INPUT RECORDS Start Marker

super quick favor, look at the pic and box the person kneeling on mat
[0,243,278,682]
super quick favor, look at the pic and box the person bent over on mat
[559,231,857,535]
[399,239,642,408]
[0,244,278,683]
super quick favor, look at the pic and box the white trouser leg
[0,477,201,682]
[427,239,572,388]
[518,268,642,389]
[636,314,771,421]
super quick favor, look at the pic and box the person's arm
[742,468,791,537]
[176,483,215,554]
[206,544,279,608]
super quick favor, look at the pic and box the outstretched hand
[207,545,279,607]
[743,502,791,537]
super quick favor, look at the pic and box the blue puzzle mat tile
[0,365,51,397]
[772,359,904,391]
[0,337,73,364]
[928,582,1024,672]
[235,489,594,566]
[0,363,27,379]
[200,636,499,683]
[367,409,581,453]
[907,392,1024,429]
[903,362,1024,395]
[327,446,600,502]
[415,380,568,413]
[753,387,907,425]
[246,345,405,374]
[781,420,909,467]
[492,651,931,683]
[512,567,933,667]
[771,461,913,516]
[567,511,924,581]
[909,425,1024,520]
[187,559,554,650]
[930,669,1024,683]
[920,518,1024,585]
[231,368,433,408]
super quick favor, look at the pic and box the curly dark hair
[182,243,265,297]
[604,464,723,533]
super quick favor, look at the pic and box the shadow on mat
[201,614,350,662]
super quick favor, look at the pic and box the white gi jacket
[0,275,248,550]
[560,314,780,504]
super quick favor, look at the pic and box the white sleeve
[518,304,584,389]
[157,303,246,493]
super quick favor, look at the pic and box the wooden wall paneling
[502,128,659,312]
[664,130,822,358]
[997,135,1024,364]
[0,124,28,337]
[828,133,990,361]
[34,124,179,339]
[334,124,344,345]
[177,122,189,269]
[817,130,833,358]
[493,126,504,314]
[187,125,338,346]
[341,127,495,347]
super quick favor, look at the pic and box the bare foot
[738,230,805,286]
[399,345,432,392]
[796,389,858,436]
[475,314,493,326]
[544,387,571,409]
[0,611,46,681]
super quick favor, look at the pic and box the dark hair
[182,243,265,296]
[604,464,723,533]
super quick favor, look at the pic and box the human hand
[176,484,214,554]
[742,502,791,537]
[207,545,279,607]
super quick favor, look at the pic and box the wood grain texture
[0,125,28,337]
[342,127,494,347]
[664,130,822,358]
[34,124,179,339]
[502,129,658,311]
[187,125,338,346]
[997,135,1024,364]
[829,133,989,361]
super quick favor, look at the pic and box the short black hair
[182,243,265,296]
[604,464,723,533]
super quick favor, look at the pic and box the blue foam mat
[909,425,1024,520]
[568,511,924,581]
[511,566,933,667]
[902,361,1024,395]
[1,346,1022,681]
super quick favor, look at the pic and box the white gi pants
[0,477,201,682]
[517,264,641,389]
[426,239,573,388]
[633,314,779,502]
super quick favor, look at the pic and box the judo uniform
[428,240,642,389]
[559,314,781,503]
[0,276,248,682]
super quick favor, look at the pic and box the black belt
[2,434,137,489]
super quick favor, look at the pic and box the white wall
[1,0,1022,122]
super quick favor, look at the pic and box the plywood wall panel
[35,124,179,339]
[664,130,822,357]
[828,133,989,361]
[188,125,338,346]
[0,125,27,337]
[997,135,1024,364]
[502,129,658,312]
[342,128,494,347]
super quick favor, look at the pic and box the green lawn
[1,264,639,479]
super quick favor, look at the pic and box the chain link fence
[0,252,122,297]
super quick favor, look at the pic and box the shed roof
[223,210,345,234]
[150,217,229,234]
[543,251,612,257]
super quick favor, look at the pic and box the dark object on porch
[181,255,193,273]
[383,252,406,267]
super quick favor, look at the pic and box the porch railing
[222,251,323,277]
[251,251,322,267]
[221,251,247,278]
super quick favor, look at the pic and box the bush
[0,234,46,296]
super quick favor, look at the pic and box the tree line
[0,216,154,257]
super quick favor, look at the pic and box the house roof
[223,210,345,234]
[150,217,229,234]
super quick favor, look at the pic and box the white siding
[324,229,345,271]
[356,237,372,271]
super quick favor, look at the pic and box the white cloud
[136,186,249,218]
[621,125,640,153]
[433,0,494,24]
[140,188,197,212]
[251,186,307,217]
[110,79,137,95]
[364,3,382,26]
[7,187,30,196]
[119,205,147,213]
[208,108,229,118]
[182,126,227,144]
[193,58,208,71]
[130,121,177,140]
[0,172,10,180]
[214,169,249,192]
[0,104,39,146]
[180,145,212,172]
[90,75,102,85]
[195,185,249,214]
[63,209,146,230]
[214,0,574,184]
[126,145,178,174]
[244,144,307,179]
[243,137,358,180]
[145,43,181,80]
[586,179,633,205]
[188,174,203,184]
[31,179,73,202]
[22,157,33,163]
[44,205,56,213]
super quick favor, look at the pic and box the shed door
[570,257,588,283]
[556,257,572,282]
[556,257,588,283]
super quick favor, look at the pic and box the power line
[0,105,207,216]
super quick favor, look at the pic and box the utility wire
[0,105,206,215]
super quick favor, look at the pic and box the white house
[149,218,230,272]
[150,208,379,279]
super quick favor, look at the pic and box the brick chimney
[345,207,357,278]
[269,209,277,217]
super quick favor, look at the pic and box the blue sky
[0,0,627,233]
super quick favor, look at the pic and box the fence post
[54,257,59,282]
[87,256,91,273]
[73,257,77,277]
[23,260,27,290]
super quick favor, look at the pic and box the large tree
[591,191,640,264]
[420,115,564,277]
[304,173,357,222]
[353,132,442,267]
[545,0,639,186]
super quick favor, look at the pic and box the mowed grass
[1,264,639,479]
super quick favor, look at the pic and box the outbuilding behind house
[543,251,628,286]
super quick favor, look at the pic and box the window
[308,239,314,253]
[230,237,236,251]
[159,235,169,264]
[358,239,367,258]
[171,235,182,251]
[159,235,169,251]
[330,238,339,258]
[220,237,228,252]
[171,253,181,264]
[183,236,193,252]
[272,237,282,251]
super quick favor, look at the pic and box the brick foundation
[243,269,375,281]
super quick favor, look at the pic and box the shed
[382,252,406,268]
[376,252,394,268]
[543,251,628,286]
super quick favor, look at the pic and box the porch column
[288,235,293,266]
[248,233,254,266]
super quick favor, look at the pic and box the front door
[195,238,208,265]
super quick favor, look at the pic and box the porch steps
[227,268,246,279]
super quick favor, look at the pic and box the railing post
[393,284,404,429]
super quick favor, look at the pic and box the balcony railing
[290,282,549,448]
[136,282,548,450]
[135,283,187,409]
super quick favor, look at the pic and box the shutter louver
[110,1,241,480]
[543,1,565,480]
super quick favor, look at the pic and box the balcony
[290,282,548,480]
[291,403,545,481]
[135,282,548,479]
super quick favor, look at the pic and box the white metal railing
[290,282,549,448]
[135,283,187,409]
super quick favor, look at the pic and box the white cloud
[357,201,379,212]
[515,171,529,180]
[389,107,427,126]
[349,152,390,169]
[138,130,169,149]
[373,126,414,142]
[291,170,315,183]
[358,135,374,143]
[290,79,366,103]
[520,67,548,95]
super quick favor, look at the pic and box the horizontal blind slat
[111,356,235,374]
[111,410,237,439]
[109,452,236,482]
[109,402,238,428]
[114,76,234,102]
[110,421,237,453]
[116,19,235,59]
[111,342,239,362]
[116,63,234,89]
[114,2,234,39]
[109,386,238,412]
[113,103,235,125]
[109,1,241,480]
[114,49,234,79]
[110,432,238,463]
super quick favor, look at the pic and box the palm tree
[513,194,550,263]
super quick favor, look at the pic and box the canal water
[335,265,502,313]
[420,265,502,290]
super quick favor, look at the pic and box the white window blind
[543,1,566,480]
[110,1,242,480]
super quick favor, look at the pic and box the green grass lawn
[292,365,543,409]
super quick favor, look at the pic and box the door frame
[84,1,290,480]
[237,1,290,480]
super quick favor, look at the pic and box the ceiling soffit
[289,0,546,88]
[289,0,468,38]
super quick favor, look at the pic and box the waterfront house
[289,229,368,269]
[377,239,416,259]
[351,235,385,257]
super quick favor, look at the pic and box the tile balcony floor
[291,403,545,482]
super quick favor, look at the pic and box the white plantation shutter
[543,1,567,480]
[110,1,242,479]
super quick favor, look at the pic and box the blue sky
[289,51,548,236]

INPUT RECORDS End Marker

WORK TO BE COMPLETED => When you reach the line that contains "super quick favor, look at the pic and box the waterfront" in the material above, please copy it and every line after it exactly, stopping only at the last line.

SOLUTION FOR THIS TASK =>
super quick favor, look at the pic and box the waterfront house
[289,229,368,269]
[377,239,416,259]
[351,235,385,257]
super quick favor, look at the pic and box the tile balcony floor
[291,403,545,482]
super quick favor, look at the pic and box the white plantation shutter
[543,1,567,480]
[110,1,242,479]
super quick favor, look at the pic and box the blue sky
[289,51,548,236]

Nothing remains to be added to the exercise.